*** Opening of DATA FOR PROCESSING ***

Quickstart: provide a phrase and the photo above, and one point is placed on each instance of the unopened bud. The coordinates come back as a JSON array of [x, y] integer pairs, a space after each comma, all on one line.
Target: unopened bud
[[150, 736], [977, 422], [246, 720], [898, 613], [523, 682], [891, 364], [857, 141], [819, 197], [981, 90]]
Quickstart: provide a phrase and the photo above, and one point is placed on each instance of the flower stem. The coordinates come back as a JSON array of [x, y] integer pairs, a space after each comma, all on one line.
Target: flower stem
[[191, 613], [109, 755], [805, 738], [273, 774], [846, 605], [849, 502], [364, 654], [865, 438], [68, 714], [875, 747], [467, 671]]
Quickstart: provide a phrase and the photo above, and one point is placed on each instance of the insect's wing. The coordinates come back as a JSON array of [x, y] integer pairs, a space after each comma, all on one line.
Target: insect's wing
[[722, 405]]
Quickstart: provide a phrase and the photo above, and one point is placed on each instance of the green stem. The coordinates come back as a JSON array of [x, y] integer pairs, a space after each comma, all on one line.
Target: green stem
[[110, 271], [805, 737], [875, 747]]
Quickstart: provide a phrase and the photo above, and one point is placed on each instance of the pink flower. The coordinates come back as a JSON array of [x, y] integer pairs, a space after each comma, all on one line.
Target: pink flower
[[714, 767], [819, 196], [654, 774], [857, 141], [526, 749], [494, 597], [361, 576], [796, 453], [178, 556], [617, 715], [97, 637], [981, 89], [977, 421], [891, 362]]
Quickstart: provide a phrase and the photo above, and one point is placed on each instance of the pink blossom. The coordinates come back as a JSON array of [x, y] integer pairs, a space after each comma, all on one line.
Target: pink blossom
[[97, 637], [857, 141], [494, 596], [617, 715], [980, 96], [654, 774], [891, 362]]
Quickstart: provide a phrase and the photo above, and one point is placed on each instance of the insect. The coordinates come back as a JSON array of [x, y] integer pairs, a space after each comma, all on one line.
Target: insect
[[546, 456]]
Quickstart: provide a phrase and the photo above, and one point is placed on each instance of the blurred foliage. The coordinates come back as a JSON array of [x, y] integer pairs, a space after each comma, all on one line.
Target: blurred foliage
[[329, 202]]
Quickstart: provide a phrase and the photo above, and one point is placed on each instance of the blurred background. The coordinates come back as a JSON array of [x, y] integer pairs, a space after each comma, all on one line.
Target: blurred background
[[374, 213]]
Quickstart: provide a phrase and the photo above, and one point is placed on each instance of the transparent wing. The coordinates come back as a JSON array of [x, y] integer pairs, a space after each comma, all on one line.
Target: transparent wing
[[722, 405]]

*** Close of DATA FOR PROCESSING ***

THE TASK | Output the records above exactly as written.

OUTPUT OF THE EXERCISE |
Quickstart: provide a phrase and the photo above, and one point is placed on each instance of the unopened bud. The coordinates come back as a JSON array of [x, y] integer pairs, a space after each comma, all on one line.
Target: unopened bud
[[150, 736], [977, 422], [246, 720], [898, 613], [523, 682], [891, 364], [857, 141], [819, 197], [981, 90]]
Quickstart: provide a phrase and the photo above, and one point is placed on each instance of the flower stem. The coordinates come back as a JSON array of [x, y] integer pairs, a space after each comma, all on one line.
Target: flower stem
[[191, 613], [109, 755], [805, 738], [273, 774], [846, 605], [849, 502], [364, 654], [865, 438], [68, 714], [875, 747], [467, 671]]
Quickstart: provide a phrase and the photo above, and one point is placed on each instance of the insect's wing. The coordinates come back as a JSON array of [x, y] integer pairs, a space after each comma, all on one line.
Target: insect's wing
[[722, 405]]
Quickstart: provide a phrase and the photo above, and one point is placed on each instance of the green stem. The coordinates come back as a JSON array of [x, y] integer pairs, a space after each comma, all on one line.
Target: green stem
[[110, 271], [805, 737], [875, 747]]
Quickstart: provide a phrase and the photo above, and one point is placed on each instance of the pink flower. The coordinates come back as a JSON array of [x, y] integer pairs, a space after each comma, all on one line.
Target: pink flower
[[714, 767], [819, 196], [654, 774], [857, 141], [526, 749], [494, 597], [361, 576], [796, 453], [178, 556], [617, 715], [97, 637], [981, 89], [977, 421], [891, 362]]
Quickstart: provide a phrase and the photo above, and one point is placed on each instance of the pink blossom. The coordinates come back as a JSON array of [x, y] integer pairs, a space after each comma, all on one line.
Target: pink blossom
[[97, 637], [857, 141], [494, 596], [617, 715], [980, 96], [654, 774], [891, 362]]
Quickstart: provide a phrase and the photo above, and one point is placed on each instance of the insect. The coordinates come back as a JSON array of [x, y] integer pairs, a space after each comma, all on one line.
Target: insect
[[546, 456]]
Quickstart: provide a phrase and the photo above, and one point is placed on each instance of the blurred foliage. The coordinates come back as a JSON array of [x, y] integer pairs, a space after each comma, all on one line.
Target: blurred foliage
[[329, 202]]
Quickstart: provide a phrase and the photo above, and one point is placed on each instance of the blurred background. The coordinates come back as a JSON array of [x, y] integer pairs, a space after each comma, all on one line.
Target: blurred background
[[374, 213]]
Quickstart: provide a phrase and the photo above, and one point is placed on each instance of the transparent wing. The coordinates come back as a JSON array of [x, y] integer pairs, a space after each comma, all on one line.
Target: transparent wing
[[722, 405]]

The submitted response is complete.